| Brief |
Once you have found the line with "Exercise. Point out each instance of the office" in the records below, retype it and every line after it to the end exactly, with no pictures and nothing more.

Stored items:
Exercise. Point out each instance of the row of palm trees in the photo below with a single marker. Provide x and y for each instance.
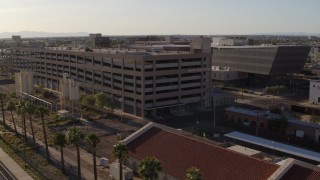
(75, 136)
(24, 109)
(149, 167)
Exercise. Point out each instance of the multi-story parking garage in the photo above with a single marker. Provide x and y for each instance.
(145, 83)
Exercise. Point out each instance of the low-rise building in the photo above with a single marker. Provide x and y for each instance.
(261, 119)
(177, 151)
(314, 92)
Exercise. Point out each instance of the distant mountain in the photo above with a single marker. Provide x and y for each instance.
(289, 34)
(30, 34)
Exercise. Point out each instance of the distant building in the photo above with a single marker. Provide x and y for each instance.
(226, 74)
(16, 38)
(314, 92)
(263, 60)
(145, 82)
(314, 54)
(98, 41)
(254, 118)
(229, 41)
(220, 98)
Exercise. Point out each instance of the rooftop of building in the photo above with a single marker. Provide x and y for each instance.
(263, 46)
(299, 172)
(128, 50)
(270, 116)
(178, 152)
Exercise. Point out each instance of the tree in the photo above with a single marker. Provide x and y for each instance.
(88, 100)
(74, 136)
(120, 151)
(100, 99)
(149, 168)
(193, 173)
(2, 96)
(30, 111)
(92, 139)
(41, 111)
(22, 110)
(59, 139)
(11, 106)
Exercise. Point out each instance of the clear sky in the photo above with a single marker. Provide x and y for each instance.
(133, 17)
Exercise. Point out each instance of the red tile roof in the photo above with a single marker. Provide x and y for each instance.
(177, 153)
(299, 172)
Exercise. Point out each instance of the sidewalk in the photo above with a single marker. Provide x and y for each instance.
(13, 167)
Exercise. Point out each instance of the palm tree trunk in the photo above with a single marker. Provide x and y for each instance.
(120, 169)
(94, 162)
(78, 159)
(2, 109)
(62, 159)
(31, 126)
(14, 123)
(24, 128)
(45, 138)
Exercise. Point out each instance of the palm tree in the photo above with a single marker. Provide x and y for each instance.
(41, 111)
(74, 136)
(21, 110)
(59, 139)
(30, 111)
(149, 168)
(2, 96)
(193, 173)
(121, 153)
(11, 106)
(93, 139)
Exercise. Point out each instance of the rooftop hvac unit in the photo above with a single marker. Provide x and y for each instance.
(74, 90)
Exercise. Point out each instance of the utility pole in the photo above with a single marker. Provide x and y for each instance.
(257, 123)
(214, 114)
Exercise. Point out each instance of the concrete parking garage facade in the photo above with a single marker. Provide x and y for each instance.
(140, 83)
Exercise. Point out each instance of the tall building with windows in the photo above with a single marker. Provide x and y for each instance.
(140, 82)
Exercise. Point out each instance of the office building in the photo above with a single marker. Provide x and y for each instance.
(139, 82)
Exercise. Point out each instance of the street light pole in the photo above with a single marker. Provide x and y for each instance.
(214, 114)
(257, 123)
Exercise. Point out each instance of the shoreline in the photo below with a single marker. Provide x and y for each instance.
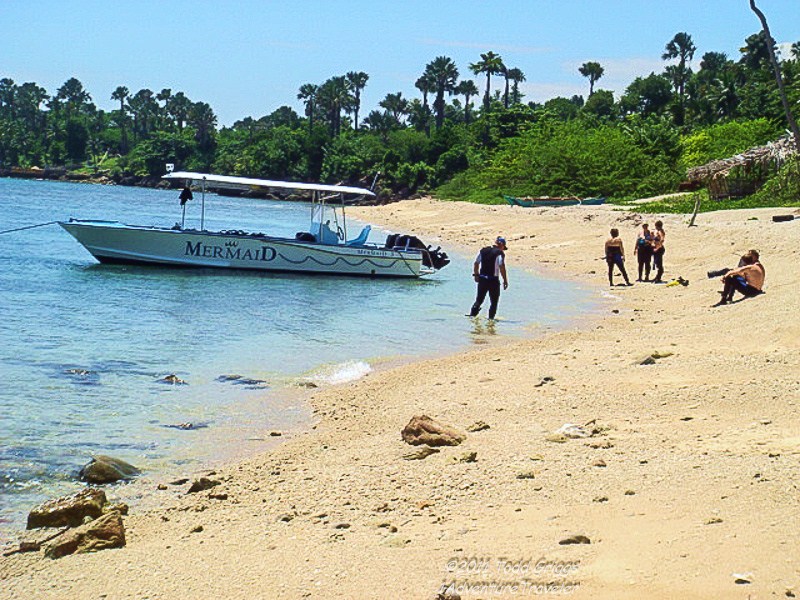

| Result for this task |
Exercise. Point out each instance of the office building in the photo above with a single marker. Provide x and y for each instance.
(139, 82)
Exercise. Point out each instance of the street light pole in the photo above with a single marker. Provide x and y for each instance.
(214, 114)
(257, 123)
Exercise. Point out each instance of the shoreline in the photo below with a single marker. Provide x and y for each instance.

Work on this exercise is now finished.